Bapak Letnan Jenderal TNI (Purn.) Prabowo Subianto yang terhormat, sebelumnya mohon izin untuk memperkenalkan diri saya terlebih dahulu. Nama lengkap saya Bhayu Mahendra Hendrobaskoro, bukan siapa-siapa, cuma rakyat biasa saja.
Namun, di masa lalu, saya pernah mengenal dua nama yang pasti Bapak sangat kenal: Nusron Wahid dan Budi Arie Setiadi. Kebetulan, kami berdua sama-sama pernah berada di organisasi yang sama di Universitas Indonesia. Dengan Mas Nusron, beliau adalah senior saya di "Suara Mahasiswa UI", satu Unit Kegiatan Mahasiswa (UKM) penerbitan kampus atau pers mahasiswa, di mana kemudian saya sempat menjadi Pemimpin Umumnya. Sedangkan dengan Bang Muni -demikian teman-teman memanggil Bang Budi Arie-, beliau adalah penggagas buletin harian "bergerak!" di mana saya adalah Pemimpin Redaksi pertamanya.
Sekedar menginformasikan saja, "bergerak!" adalah satu-satunya media perlawanan terhadap rezim Orde Baru di masa "Reformasi 1998" yang terbit harian selama 67 edisi. Dengan demikian, posisi saya di masa itu jelas berseberangan dengan Jenderal Besar TNI (Purn. Hor.) Suharto, mantan mertua Bapak. Walau tentu saja peran saya tidaklah sebesar saudara Budiman Sudjatmiko selaku Ketua Umum Partai Rakyat Demokratik ketika itu.
Bapak Prabowo yang terhormat, baru Pemilu kali ini saya sama sekali tidak ikut serta dalam keriuhannya. Meski sejak "Reformasi 1998" saya sama sekali tidak pernah masuk Partai Politik (Parpol), namun bukan berarti buta politik. Pada Pemilu 1997, pada usia 21 tahun, saya pernah menjadi calon legislatif untuk Dewan Perwakilan Rakyat Republik Indonesia (DPR RI) dari Partai Demokrasi Indonesia (PDI), yang ketika itu masih dipimpin secara sah oleh Drs. Suryadi.Â
Pada Pemilu 1999, saya tidak aktif berpolitik praktis karena menjabat sebagai pimpinan di salah satu badan otonom di kampus saya. Kemudian saat Pemilu 2004, saya kembali aktif dengan menjadi Pemimpin Redaksi dari Tabloid "Suksesi", yang direncanakan akan terbit di bawah lembaga pimpinan Yon Hotman yang bekerjasama dengan "Blora Centre", sebagai salah satu markas pemenangan Pemilu dari Tim Kampanye Nasional (TKN) Susilo Bambang Yudhoyono-Jusuf Kalla (SBY-JK).Â
Pada Pemilu 2009, saya menjadi Kepala Chemistry Media Centre di bawah Divisi Humas Tim Kampanye Nasional (TKN) Jusuf Kalla-Wiranto (JK-Wiranto) pimpinan Dr. Fuad Bawazier. Sekaligus sebagai pembuat (webmaster) salah satu situs internet resmi JK-Wiranto. Situs ini mendapatkan pendanaan langsung dari Ketua TKN JK-Wiranto yang saat itu menjabat Menteri Perindustrian RI, Bapak Fahmi Idris, S.E..Â
Di Pemilu 2014, saya kembali membuat satu situs tidak resmi dari Capres Joko Widodo (Jokowi), namun dengan izin langsung secara pribadi dari Ketua TKN saat itu, Bapak Tjahjo Kumolo. Dan di Pemilu 2019, saya ikut berpartisipasi mendukung Jokowi dengan mengetuai "Jokowi-Amin Cyber Alliance" (JACA).

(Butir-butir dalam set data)
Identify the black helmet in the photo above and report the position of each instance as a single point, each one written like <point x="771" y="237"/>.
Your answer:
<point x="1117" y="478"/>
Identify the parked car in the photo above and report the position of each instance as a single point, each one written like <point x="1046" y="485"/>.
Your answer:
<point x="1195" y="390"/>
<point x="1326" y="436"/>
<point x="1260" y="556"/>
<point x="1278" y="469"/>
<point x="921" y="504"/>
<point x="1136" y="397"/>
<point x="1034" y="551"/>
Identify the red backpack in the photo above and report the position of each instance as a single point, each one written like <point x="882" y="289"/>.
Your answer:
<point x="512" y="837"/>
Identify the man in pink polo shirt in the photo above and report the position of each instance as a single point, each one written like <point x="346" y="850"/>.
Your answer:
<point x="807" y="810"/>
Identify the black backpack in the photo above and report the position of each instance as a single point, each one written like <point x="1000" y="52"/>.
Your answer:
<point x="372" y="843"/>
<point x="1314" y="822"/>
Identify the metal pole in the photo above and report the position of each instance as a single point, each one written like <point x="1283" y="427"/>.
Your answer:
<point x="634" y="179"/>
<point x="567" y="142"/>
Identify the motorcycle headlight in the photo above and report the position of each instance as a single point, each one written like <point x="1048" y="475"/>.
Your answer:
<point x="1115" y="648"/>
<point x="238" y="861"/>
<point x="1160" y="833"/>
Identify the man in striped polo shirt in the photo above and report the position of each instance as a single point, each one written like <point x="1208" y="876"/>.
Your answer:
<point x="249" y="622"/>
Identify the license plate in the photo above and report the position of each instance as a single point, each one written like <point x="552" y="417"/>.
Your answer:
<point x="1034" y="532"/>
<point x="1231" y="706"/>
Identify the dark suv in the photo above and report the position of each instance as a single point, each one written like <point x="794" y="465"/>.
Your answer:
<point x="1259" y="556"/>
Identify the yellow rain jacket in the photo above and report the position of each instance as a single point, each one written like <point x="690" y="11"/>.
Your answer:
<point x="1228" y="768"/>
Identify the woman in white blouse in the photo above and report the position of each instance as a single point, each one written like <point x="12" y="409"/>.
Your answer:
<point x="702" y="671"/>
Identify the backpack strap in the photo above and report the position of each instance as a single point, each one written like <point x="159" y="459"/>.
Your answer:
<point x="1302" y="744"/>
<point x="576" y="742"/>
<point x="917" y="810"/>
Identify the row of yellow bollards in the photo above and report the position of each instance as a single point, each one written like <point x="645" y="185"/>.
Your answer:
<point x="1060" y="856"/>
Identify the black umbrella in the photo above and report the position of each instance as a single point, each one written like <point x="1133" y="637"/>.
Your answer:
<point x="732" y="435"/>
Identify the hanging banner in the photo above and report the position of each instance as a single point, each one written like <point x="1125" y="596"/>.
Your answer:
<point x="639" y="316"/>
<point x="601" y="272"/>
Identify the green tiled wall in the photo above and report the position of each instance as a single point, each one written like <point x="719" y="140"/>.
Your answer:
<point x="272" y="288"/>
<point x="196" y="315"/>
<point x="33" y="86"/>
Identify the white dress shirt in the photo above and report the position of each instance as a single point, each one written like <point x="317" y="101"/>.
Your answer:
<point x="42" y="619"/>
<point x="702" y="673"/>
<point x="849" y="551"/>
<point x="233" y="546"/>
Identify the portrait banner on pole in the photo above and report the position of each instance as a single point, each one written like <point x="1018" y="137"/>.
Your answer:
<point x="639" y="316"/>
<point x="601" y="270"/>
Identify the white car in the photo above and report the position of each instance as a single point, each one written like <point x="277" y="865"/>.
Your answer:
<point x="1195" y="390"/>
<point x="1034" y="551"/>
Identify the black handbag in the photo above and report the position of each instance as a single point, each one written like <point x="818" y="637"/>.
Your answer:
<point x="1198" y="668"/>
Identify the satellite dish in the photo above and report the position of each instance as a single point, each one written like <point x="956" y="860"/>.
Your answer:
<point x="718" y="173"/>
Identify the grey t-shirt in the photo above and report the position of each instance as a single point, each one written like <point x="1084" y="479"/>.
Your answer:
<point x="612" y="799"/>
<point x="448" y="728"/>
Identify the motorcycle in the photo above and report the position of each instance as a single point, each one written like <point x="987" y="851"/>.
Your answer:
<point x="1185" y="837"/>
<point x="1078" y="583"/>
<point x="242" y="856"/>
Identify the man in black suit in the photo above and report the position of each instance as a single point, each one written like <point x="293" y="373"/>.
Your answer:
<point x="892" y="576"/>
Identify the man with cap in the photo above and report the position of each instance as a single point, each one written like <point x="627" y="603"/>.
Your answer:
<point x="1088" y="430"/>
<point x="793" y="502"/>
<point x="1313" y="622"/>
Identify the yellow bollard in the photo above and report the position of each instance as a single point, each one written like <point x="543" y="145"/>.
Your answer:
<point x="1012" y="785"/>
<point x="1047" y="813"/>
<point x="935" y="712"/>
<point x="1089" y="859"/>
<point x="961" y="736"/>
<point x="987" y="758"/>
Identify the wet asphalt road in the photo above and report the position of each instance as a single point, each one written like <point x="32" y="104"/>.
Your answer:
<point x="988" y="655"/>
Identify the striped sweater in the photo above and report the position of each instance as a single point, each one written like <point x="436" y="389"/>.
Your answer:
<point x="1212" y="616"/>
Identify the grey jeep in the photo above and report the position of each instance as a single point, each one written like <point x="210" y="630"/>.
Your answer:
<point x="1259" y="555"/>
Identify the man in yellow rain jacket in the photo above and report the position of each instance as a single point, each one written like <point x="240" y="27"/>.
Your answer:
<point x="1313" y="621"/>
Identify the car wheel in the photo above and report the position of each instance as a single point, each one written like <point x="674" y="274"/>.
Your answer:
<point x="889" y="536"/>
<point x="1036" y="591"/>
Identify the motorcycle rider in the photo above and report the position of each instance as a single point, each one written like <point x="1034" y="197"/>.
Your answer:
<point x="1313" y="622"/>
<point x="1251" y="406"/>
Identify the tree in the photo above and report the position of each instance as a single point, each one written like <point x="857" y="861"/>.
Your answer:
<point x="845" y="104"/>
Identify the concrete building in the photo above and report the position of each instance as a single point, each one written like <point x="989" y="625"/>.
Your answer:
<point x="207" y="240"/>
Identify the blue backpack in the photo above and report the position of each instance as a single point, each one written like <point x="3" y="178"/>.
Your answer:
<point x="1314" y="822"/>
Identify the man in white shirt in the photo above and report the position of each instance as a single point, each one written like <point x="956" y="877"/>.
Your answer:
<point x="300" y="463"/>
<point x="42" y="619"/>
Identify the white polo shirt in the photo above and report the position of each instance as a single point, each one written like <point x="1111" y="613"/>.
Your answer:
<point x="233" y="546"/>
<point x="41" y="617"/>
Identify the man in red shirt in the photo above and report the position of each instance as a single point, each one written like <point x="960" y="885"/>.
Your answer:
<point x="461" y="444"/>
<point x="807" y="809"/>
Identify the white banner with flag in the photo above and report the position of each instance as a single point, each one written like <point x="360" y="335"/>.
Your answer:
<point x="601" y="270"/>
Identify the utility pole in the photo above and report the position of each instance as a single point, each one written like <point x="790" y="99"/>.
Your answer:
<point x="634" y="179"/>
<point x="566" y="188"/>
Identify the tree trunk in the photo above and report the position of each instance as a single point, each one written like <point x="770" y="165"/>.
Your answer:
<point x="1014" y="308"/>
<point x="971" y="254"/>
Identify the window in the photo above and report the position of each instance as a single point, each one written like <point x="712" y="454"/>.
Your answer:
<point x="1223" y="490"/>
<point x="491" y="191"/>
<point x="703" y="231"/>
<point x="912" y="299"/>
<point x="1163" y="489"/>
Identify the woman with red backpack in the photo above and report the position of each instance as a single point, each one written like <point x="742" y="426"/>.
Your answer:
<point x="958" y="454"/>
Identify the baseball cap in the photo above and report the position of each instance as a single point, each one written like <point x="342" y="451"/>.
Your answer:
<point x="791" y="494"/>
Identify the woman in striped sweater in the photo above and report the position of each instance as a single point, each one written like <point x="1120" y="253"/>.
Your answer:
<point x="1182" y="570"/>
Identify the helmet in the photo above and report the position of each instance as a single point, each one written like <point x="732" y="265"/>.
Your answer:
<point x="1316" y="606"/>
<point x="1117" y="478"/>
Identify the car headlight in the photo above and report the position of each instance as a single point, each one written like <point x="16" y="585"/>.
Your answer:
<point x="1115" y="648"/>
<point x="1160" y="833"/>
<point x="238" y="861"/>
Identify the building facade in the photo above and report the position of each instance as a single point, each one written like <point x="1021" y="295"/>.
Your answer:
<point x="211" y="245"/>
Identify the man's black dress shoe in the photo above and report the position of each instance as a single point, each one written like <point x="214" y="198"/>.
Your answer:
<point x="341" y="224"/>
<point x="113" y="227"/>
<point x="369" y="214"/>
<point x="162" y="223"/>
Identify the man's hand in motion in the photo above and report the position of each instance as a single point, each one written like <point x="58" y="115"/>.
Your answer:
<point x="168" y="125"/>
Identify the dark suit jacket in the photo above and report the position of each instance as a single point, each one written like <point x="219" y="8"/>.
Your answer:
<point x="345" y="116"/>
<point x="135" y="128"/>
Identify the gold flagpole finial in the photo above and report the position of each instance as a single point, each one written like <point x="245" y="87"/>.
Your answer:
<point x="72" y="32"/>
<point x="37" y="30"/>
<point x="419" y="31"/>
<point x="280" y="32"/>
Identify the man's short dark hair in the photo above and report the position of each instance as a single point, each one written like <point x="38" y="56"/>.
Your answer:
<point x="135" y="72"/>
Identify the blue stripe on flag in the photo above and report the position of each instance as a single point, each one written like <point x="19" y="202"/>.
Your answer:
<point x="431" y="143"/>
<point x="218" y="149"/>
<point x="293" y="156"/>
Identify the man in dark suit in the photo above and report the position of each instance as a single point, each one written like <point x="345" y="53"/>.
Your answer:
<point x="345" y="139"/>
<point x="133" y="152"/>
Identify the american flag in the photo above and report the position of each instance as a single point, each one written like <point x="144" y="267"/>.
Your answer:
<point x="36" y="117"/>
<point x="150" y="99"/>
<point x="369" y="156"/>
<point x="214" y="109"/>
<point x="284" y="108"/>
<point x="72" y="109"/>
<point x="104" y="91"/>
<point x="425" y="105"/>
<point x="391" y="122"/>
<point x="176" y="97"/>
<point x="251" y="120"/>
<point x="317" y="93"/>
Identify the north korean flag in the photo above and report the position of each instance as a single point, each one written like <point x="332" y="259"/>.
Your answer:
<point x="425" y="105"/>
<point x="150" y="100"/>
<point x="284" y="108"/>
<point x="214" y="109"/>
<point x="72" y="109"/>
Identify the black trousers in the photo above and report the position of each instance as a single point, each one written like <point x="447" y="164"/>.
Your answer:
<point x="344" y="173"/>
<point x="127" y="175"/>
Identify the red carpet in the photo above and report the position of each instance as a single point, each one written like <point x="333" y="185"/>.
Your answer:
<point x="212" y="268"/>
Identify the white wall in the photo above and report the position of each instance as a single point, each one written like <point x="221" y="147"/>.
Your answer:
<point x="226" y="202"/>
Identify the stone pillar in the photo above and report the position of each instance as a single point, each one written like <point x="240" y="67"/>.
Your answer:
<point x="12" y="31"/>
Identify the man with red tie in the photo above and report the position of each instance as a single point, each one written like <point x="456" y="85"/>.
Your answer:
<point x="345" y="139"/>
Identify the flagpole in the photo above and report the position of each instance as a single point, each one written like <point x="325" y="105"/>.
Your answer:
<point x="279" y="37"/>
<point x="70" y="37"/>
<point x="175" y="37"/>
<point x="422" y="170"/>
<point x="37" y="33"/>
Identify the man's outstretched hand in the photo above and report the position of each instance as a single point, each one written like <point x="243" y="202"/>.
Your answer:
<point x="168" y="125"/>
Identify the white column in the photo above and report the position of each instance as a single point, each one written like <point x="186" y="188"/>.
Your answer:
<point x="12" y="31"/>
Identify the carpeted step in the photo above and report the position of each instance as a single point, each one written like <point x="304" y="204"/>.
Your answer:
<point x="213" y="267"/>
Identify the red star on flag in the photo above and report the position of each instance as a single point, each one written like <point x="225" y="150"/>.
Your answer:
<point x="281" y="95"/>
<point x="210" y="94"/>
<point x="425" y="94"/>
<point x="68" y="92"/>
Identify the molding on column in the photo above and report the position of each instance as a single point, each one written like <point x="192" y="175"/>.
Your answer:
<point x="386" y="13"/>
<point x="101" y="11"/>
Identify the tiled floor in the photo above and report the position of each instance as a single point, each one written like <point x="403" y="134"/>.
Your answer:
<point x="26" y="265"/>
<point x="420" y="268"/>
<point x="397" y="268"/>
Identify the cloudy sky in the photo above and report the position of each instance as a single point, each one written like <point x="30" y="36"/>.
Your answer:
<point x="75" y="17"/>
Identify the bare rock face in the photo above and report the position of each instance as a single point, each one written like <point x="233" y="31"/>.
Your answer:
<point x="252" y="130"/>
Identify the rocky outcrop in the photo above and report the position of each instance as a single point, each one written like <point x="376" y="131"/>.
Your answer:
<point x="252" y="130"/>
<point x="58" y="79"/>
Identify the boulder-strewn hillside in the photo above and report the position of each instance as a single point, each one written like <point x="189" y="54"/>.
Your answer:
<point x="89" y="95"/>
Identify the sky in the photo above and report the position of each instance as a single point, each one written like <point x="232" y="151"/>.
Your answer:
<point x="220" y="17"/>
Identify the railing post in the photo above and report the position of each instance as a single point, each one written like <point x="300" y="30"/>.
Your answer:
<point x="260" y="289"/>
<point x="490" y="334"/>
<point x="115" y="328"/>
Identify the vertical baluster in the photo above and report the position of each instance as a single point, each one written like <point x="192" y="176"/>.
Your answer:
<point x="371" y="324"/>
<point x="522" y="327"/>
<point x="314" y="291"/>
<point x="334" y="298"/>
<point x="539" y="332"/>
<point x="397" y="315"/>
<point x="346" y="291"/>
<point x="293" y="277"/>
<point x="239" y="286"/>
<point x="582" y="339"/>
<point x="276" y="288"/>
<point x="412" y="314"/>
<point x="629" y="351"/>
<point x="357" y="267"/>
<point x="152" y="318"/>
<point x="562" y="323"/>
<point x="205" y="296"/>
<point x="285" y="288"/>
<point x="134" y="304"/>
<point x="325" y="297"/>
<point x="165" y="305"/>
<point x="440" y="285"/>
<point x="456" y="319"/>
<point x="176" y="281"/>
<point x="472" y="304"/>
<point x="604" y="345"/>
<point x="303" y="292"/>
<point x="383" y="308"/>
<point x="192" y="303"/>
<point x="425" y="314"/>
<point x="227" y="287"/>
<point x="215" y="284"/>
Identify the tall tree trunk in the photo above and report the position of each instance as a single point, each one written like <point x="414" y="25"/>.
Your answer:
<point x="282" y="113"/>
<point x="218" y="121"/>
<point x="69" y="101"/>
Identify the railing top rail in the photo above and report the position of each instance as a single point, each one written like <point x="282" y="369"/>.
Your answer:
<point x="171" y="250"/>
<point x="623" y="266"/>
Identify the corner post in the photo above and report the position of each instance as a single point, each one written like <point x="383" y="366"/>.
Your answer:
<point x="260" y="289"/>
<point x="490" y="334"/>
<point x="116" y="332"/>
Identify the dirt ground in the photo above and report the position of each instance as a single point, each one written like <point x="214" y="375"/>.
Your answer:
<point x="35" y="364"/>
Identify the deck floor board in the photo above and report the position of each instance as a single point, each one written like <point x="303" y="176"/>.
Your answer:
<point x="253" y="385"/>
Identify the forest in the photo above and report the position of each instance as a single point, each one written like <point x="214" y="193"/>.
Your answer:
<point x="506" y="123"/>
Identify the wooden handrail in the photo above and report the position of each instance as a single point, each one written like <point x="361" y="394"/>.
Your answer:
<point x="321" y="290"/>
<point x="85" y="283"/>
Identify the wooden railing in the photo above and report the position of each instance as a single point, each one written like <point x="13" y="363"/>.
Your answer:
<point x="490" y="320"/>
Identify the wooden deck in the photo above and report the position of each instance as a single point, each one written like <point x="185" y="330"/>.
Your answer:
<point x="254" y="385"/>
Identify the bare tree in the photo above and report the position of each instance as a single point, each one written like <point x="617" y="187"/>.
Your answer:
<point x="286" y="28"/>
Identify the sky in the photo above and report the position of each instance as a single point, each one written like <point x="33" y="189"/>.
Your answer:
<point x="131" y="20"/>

### [Rincian Soal]
Salinlah dengan tepat bagian surat untuk Prabowo Subianto di atas, dimulai dari kata-kata "Bapak Letnan Jenderal" dan diakhiri setelah kata-kata "rakyat biasa saja.".

### [Pembahasan Jawaban]
Bapak Letnan Jenderal TNI (Purn.) Prabowo Subianto yang terhormat, sebelumnya mohon izin untuk memperkenalkan diri saya terlebih dahulu. Nama lengkap saya Bhayu Mahendra Hendrobaskoro, bukan siapa-siapa, cuma rakyat biasa saja.